[START OF READING PASSAGE]
In previous experiments that simulated conditions on primordial volcanic islands, we demonstrated the abiotic formation of hydrophobic porphyrins. The present study focused on the question whether such porphyrins can be metalated by prebiotically plausible metal ion sources. We used water-insoluble octaethylporphyrin (H2oep) as a model compound. Experiments were conducted in a nitrogen atmosphere under cyclic wet–dry conditions in order to simulate the fluctuating environment in prebiotic rock pools. Wetting–drying proved to be a crucial factor. Significant yields of the metalloporphyrins (20–78% with respect to H2oep) were obtained from the soluble salts MCl2 (M = Mg, Fe, Co, Ni and Cu) in freshwater. Even almost insoluble minerals and rocks metalated the porphyrin. Basalt (an iron source, 11% yield), synthetic jaipurite (CoS, 33%) and synthetic covellite (CuS, 57%) were most efficient. Basalt, magnetite and FeCl2 gave considerably higher yields in artificial seawater than in freshwater. From iron sources, the highest yields, however, were obtained in an acidic medium (hydrochloric acid with an initial pH of 2.1). Under these conditions, iron meteorites also metalated the porphyrin. Acidic conditions were considered because they are known to occur during eruptions on volcanic islands. Octaethylporphyrinatomagnesium(II) did not form in acidic medium and was unstable towards dissolved Fe2+. It is therefore questionable whether magnesium porphyrins, i.e. possible ancestors of chlorophyll, could have accumulated in primordial rock pools. However, abiotically formed ancestors of the modern cofactors heme (Fe), B12 (Co), and F430 (Ni) may have been available to hypothetical protometabolisms and early organisms.
[END OF READING PASSAGE]
[START OF PROVIDED MATERIAL]
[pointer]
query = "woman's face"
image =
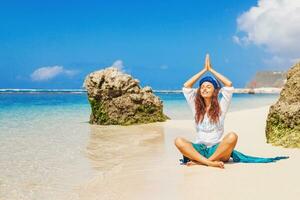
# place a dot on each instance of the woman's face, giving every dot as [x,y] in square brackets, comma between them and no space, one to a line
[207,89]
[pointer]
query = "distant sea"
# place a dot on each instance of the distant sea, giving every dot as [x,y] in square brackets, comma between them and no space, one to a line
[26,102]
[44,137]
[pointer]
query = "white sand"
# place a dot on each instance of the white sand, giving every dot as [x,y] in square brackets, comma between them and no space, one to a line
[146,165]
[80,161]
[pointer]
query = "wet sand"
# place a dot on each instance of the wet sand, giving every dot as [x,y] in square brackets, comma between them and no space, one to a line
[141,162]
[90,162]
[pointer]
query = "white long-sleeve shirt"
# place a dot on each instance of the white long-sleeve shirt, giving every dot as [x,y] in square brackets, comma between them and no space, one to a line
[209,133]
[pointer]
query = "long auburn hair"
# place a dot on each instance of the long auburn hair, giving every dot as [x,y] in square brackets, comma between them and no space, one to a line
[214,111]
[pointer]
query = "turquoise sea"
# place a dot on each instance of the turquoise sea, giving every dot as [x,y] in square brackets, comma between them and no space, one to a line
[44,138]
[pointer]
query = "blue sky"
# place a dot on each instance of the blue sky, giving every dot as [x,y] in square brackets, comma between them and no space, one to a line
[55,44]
[END OF PROVIDED MATERIAL]
[START OF PROVIDED MATERIAL]
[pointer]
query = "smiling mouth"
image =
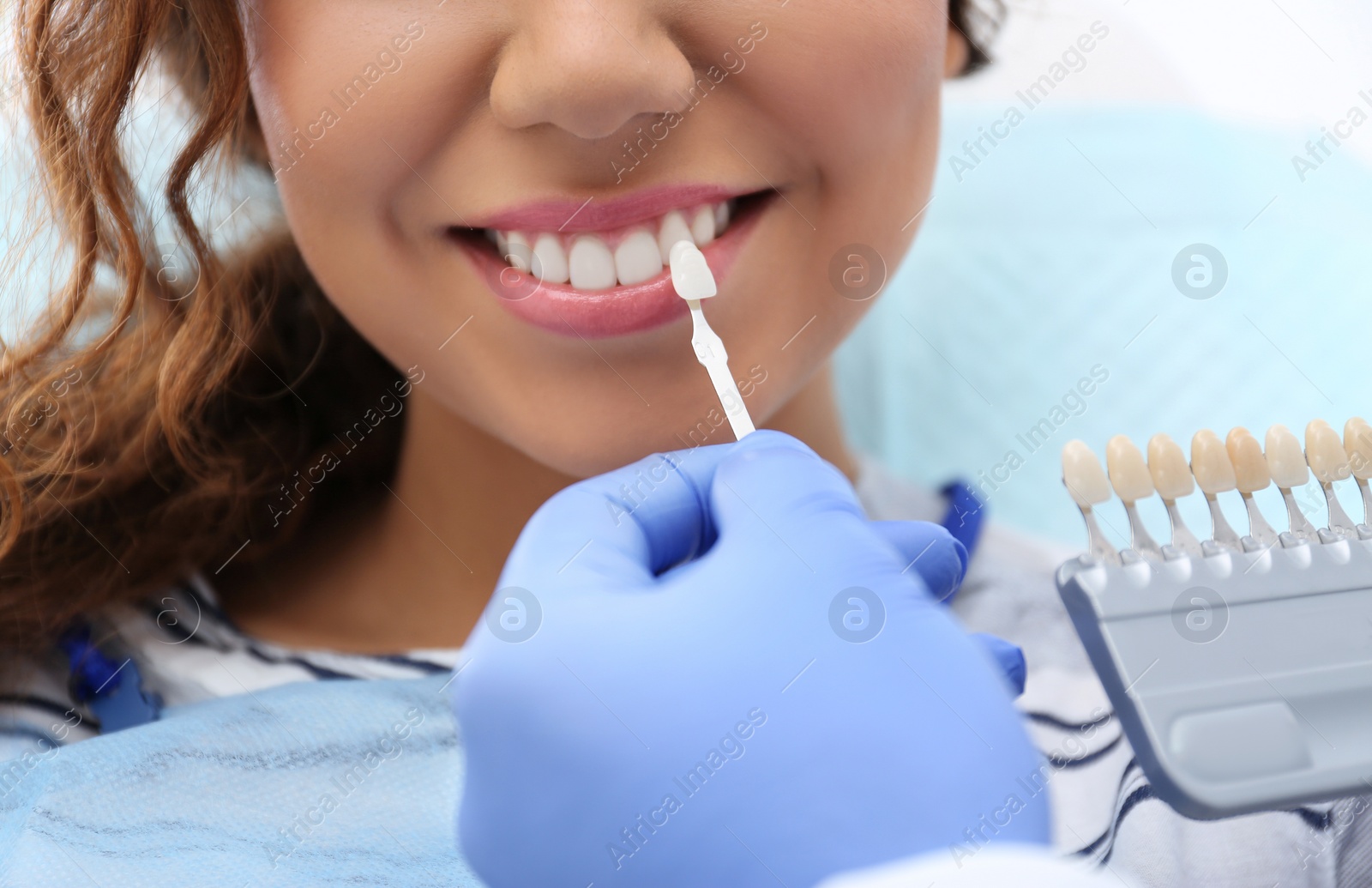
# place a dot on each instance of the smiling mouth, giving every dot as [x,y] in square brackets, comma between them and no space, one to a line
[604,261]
[END OF PROVIDED MATERIAL]
Copy the passage on porphyrin metalation above in full, with every word and symbol unchanged.

In previous experiments that simulated conditions on primordial volcanic islands, we demonstrated the abiotic formation of hydrophobic porphyrins. The present study focused on the question whether such porphyrins can be metalated by prebiotically plausible metal ion sources. We used water-insoluble octaethylporphyrin (H2oep) as a model compound. Experiments were conducted in a nitrogen atmosphere under cyclic wet–dry conditions in order to simulate the fluctuating environment in prebiotic rock pools. Wetting–drying proved to be a crucial factor. Significant yields of the metalloporphyrins (20–78% with respect to H2oep) were obtained from the soluble salts MCl2 (M = Mg, Fe, Co, Ni and Cu) in freshwater. Even almost insoluble minerals and rocks metalated the porphyrin. Basalt (an iron source, 11% yield), synthetic jaipurite (CoS, 33%) and synthetic covellite (CuS, 57%) were most efficient. Basalt, magnetite and FeCl2 gave considerably higher yields in artificial seawater than in freshwater. From iron sources, the highest yields, however, were obtained in an acidic medium (hydrochloric acid with an initial pH of 2.1). Under these conditions, iron meteorites also metalated the porphyrin. Acidic conditions were considered because they are known to occur during eruptions on volcanic islands. Octaethylporphyrinatomagnesium(II) did not form in acidic medium and was unstable towards dissolved Fe2+. It is therefore questionable whether magnesium porphyrins, i.e. possible ancestors of chlorophyll, could have accumulated in primordial rock pools. However, abiotically formed ancestors of the modern cofactors heme (Fe), B12 (Co), and F430 (Ni) may have been available to hypothetical protometabolisms and early organisms.